_Actions to take_.
1) Translate this sentence from the passage about mammoth bones into Spanish: "The site of Mizyn in Ukraine, dating to about 24 000 years ago, contains a mammoth bone hut which may have been devoted to a similar use."
2) From the passage about mammoth bones, write out everything from "Source: Facsimiles, Vienna" down to "the winter hunt.".
3) In the passage about mammoth bones, what was found in the spongy pores of the reindeer antler?

_Text provided_.
________

These shoulder blades and jaws of mammoths have been decorated and may be musical instruments, played by striking.

Photo: Don Hitchcock 2008

Source: Facsimiles, Vienna Natural History Museum




Text below from Lister, Bahn (2007)

Northern peoples today, such as the Eskimo and Samoyed, always have a dance hut in their villages. This is the same size as a dwelling, but is set aside for song and dance, entertainment and ritual, and is used especially in the festivals of autumn and winter, at the start of the winter hunt.

The site of Mizyn in Ukraine, dating to about 24 000 years ago, contains a mammoth bone hut which may have been devoted to a similar use.

Although the interior space was probably too constricted by roof supports to allow for dancing, the floor appears to have been kept clear of domestic refuse - a sign that it was perhaps used for ritual purposes.

A set of mammoth bones painted with red ochre and a reindeer antler hammer were found in a group on the floor of the hut. Originally they were thought to be art or cult objects.

However, subsequent analysis revealed areas of surface damage on all of them, as well as signs of smoothing, thinning, polishing or rubbing. The conclusion must be that they formed a set with some common function that involved concentrated blows, as well as rubbing and polishing through prolonged contact with hands and perhaps fur clothing. The reindeer antler has the polish of long use on its handle, while its working surfaces are very worn and its spongy pores have reddish ochre in them, picked up from the decorated surfaces on the mammoth bones.

________

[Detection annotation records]

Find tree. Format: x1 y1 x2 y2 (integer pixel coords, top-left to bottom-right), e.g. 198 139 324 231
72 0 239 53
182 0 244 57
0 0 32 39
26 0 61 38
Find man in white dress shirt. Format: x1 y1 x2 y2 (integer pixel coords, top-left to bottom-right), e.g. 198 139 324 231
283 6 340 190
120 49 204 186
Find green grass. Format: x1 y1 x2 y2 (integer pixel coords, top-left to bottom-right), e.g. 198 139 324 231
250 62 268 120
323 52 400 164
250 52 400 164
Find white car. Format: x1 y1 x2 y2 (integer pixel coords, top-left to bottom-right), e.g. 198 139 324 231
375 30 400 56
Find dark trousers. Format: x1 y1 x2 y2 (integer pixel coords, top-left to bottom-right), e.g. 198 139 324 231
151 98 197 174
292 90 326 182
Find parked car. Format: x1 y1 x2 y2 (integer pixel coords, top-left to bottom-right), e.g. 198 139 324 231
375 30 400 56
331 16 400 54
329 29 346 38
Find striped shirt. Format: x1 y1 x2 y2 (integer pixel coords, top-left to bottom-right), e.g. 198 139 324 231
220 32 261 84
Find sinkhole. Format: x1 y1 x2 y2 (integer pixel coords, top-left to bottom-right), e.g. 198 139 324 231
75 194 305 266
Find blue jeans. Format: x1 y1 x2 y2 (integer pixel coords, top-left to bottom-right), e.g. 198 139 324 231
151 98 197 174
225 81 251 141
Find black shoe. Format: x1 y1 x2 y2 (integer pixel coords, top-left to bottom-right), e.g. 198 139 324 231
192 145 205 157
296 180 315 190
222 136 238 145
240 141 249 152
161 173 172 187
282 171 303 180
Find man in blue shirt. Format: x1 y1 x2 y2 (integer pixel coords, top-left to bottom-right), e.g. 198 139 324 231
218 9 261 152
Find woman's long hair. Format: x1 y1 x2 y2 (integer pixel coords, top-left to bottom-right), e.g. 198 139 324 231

________

_Responses by task_.
1) El yacimiento de Mizyn, en Ucrania, que data de hace unos 24 000 años, contiene una cabaña de huesos de mamut que puede haber estado dedicada a un uso similar.

2)
Source: Facsimiles, Vienna Natural History Museum




Text below from Lister, Bahn (2007)

Northern peoples today, such as the Eskimo and Samoyed, always have a dance hut in their villages. This is the same size as a dwelling, but is set aside for song and dance, entertainment and ritual, and is used especially in the festivals of autumn and winter, at the start of the winter hunt.

3) Reddish ochre, picked up from the decorated surfaces on the mammoth bones.